УСЛОВИЕ ЗАДАНИЯ:
Дословно выпишите отрывок из текста о Врубеле: начните с места, где стоят слова «Крайняя парадоксальность утверждений», и остановитесь после слов «Ибсену перед Толстым.».

┌─ ТЕКСТ

Еще прочтя «Нору», «Привидения», Врубель чувствовал, что Ибсен становится его заветным писателем, таким, каким в годы юности был Тургенев. Постановка «Северных богатырей» это воочию подтвердила.
Нетрудно догадаться, какое именно произведение великого русского писателя дало художнику повод усомниться в его гуманности. Причиной, конечно, послужила повесть Толстого «Крейцерова соната», недавно вышедшая и вызвавшая бурную реакцию читателей во всем мире. Именно в это время, в 1892 году, издательство Кушнерова выпустило книгу А. Разумовского «„Крейцерова соната“ графа Л. Н. Толстого…». В ней он писал: «Мы видим, что читатель невольно поражается странностью и несомненной абсурдностью новой философии гр. Толстого.
Каких-нибудь три-четыре года назад мы слышали от него прямо противоположное всему этому… вся его новая философия с ног до головы проникнута самым страшным аскетизмом: учением о самоубийстве всего человечества. Желание это естественно и понятно. Слишком уж сильно поражает гр. Толстого зло, которое он замечает в нашей жизни, в наших действиях, поступках, нравах, отношениях, слишком уж чувствительны его нервы к безобразию нашей жизни, к бесцельности нашего существования…»
Здесь уместно упомянуть и другого критика Толстого — М. Прозора. Спустя два года в статье, опубликованной на страницах «Северного вестника», «Характер ибсеновских драм» Прозор писал: «По очевидному мнению Ибсена, на которого, как он сам мне сказал, „Крейцерова соната“ произвела чрезвычайно сильное впечатление, Толстой упустил из виду внутреннюю связь, существующую между всеми формами любви… В самых низших ее проявлениях есть что-то священное. Моралист должен обращаться с ними осторожно, ибо, отрывая наше сердце от земли, которой оно принадлежит, мы его не возвысим, а только иссушим».
Крайняя парадоксальность утверждений Толстого заслонила тогда от критики и от читателей всю глубину и остроту постановки этических вопросов в его повести. Надо сказать, Врубель не превосходил серьезностью в своих суждениях о Толстом и его «Крейцеровой сонате» общераспространенных взглядов. Воспринимая идеи Толстого «в свете» своих языческих настроений, он не увидел главного, что составляло смысл проповедей писателя (что, кстати, сближало Толстого с Ибсеном), — героическую мощь его протеста против устоев современного общества — церкви, права, семьи. «Язычество» Врубеля и предопределило предпочтение, которое он оказывал Ибсену перед Толстым.

└─
┌─ ФРАГМЕНТ ДАННЫХ

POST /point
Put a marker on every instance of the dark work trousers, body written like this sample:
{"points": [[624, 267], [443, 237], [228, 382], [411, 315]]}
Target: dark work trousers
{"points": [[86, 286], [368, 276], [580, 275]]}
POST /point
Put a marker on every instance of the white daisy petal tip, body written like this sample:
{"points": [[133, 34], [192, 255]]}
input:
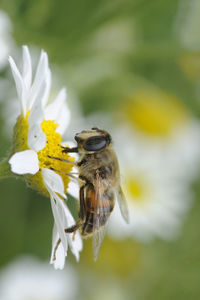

└─

ОТВЕТ К ЗАДАНИЮ:
Крайняя парадоксальность утверждений Толстого заслонила тогда от критики и от читателей всю глубину и остроту постановки этических вопросов в его повести. Надо сказать, Врубель не превосходил серьезностью в своих суждениях о Толстом и его «Крейцеровой сонате» общераспространенных взглядов. Воспринимая идеи Толстого «в свете» своих языческих настроений, он не увидел главного, что составляло смысл проповедей писателя (что, кстати, сближало Толстого с Ибсеном), — героическую мощь его протеста против устоев современного общества — церкви, права, семьи. «Язычество» Врубеля и предопределило предпочтение, которое он оказывал Ибсену перед Толстым.